(Records drawn from a dataset)
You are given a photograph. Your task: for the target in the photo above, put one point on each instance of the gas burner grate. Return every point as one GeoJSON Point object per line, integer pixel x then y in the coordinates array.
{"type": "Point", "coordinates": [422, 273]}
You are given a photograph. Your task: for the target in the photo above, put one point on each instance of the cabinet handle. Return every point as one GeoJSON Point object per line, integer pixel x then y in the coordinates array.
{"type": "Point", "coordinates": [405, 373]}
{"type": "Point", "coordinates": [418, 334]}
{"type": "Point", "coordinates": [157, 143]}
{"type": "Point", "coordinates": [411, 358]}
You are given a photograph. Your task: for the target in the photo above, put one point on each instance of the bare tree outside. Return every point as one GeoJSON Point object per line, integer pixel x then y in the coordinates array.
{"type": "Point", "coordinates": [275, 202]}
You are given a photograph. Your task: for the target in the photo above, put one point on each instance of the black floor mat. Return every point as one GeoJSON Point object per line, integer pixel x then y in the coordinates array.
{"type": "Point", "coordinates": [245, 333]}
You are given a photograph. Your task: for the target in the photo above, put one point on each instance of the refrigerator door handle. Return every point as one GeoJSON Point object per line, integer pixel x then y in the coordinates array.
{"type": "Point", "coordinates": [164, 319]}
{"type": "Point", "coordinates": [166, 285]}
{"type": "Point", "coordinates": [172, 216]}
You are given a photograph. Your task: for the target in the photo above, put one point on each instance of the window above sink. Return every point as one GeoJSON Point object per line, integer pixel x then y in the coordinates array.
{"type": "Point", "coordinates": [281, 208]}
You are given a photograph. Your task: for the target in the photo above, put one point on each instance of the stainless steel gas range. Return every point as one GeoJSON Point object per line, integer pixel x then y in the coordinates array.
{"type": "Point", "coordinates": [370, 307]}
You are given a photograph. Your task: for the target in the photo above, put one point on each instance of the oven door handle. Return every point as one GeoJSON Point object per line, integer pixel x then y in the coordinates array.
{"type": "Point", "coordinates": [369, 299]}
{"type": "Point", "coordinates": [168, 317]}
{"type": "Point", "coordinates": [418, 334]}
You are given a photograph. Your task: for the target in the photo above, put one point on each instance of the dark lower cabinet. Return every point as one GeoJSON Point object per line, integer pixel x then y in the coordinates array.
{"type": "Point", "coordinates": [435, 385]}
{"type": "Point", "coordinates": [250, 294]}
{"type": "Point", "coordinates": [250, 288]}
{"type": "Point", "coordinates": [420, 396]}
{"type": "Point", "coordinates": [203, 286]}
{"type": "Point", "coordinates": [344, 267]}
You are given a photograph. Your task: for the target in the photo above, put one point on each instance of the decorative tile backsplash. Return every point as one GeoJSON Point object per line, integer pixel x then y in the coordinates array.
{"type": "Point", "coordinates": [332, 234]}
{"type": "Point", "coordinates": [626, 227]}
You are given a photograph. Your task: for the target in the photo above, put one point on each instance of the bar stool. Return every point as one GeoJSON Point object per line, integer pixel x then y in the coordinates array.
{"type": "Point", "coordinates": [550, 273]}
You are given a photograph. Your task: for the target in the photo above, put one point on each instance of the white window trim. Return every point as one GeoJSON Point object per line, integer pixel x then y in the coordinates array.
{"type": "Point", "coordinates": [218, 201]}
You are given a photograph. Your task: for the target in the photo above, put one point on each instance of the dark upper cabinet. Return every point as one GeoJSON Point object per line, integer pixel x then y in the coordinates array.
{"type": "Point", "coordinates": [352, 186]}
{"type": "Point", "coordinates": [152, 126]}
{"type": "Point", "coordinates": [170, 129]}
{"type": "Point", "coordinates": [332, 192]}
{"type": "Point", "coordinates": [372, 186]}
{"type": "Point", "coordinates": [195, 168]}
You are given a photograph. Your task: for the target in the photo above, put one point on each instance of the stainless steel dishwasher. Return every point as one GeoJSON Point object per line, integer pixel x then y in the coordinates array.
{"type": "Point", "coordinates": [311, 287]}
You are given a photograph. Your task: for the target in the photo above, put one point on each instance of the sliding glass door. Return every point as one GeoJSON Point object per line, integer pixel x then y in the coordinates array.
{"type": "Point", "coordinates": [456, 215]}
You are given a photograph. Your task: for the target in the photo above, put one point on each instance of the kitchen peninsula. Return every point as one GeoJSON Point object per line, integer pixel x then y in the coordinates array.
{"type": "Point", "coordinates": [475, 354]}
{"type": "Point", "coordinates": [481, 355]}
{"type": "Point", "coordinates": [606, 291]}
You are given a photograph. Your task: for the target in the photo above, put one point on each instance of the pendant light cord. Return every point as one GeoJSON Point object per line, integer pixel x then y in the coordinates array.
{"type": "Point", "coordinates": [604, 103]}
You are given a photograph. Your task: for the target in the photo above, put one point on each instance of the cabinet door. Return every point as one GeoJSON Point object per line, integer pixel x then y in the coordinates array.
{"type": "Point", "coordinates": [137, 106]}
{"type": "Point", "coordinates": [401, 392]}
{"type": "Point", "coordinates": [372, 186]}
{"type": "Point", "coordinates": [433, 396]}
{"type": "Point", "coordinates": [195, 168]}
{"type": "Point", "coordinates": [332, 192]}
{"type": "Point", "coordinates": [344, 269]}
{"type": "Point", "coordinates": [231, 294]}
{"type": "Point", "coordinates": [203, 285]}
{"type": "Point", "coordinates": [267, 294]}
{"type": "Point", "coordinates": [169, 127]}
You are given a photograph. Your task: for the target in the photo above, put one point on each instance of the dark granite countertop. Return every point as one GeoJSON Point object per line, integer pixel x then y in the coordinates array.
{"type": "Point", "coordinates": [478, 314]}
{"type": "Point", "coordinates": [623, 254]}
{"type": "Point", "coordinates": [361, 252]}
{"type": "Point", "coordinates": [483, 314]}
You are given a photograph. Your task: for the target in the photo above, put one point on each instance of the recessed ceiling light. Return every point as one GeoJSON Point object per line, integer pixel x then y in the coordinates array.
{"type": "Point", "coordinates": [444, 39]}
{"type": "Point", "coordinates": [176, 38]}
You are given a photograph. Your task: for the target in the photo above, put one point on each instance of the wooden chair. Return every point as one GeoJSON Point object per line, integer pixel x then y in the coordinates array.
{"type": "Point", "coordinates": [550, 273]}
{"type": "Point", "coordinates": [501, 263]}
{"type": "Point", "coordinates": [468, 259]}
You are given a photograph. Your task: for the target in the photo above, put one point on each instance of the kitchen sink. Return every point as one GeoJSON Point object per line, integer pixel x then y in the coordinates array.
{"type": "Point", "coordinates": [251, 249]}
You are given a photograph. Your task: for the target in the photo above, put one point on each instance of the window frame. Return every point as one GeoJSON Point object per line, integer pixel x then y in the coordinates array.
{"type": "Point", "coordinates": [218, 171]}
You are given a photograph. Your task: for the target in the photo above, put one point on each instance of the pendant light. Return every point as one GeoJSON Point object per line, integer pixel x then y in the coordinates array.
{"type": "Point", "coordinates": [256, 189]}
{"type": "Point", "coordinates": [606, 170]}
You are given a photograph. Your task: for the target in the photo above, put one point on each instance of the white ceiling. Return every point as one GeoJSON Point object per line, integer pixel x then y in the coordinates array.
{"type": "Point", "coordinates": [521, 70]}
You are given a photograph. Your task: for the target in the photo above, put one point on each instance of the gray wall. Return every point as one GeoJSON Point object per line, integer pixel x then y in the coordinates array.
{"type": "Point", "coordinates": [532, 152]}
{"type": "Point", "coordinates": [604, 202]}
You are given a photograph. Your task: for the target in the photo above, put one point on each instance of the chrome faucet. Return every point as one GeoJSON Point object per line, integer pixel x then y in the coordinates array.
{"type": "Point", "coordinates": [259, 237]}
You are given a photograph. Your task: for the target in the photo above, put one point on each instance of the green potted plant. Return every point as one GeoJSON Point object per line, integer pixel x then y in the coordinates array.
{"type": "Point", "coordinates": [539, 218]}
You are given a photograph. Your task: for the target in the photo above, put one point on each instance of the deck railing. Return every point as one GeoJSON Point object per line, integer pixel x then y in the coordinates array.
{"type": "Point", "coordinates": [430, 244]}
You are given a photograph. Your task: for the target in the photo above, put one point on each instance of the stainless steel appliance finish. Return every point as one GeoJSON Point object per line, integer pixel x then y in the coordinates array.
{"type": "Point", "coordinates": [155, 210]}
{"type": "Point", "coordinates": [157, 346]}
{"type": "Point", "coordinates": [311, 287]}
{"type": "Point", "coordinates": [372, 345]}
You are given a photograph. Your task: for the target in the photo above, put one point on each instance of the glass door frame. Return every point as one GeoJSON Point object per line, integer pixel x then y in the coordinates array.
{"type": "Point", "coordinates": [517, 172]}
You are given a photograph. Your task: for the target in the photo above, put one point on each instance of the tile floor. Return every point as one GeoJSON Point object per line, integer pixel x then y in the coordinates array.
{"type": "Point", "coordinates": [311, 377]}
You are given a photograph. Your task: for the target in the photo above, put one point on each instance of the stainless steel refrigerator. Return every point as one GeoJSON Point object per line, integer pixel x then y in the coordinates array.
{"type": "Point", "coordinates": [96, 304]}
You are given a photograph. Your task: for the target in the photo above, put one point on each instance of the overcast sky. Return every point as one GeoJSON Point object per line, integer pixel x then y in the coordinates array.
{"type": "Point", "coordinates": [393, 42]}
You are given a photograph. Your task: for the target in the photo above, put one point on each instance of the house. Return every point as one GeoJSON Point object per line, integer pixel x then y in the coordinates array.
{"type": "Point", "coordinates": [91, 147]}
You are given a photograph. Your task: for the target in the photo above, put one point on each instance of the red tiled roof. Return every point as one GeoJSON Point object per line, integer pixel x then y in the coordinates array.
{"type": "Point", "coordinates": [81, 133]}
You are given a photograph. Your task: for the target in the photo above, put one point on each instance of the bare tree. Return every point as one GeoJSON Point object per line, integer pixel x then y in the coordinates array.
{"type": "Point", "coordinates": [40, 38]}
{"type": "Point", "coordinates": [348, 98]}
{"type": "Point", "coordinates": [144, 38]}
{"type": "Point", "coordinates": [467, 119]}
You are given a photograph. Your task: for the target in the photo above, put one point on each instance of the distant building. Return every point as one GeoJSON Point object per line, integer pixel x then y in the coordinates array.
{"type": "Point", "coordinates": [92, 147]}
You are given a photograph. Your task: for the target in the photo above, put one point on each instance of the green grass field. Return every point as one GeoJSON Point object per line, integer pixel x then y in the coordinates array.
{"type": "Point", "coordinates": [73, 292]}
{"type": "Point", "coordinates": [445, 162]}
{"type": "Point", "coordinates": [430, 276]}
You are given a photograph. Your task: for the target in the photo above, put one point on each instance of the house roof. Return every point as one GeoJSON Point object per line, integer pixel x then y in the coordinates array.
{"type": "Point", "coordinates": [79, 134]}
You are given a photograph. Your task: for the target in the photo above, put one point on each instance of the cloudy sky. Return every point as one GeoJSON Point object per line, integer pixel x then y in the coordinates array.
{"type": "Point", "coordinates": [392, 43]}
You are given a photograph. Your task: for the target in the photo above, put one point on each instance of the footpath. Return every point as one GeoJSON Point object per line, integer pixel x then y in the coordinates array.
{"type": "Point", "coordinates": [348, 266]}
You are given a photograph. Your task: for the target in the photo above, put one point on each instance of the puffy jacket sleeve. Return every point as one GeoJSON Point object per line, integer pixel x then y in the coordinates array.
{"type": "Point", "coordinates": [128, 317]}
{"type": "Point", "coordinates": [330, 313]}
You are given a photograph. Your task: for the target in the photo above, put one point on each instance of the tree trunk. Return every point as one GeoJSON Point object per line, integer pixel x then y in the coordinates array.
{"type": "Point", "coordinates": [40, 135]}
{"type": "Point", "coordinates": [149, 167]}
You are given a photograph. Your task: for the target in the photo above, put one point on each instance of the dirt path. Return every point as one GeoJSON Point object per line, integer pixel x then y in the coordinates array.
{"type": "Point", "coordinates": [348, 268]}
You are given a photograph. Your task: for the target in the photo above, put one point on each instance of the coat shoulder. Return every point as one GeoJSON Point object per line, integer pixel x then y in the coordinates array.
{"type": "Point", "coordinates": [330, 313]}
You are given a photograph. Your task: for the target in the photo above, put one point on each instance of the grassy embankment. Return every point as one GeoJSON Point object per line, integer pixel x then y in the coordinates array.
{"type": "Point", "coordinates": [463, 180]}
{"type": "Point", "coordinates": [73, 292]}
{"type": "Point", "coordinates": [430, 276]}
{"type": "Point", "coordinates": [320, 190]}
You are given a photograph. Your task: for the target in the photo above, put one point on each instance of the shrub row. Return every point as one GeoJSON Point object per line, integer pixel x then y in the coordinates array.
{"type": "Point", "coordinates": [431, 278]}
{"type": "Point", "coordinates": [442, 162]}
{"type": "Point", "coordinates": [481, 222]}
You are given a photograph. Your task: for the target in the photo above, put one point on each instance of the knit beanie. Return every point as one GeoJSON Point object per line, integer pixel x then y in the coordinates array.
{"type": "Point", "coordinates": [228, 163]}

§ WHAT IS NEEDED
This task calls for an exact reproduction of the lines that start at the one containing "of the knit" and continue to the end of the entries above.

§ ANSWER BELOW
You are given a photograph. Your task: for the target in the photo above, put one point on each instance of the knit beanie. Return every point as one GeoJSON Point object per line, integer pixel x then y in the coordinates array.
{"type": "Point", "coordinates": [228, 163]}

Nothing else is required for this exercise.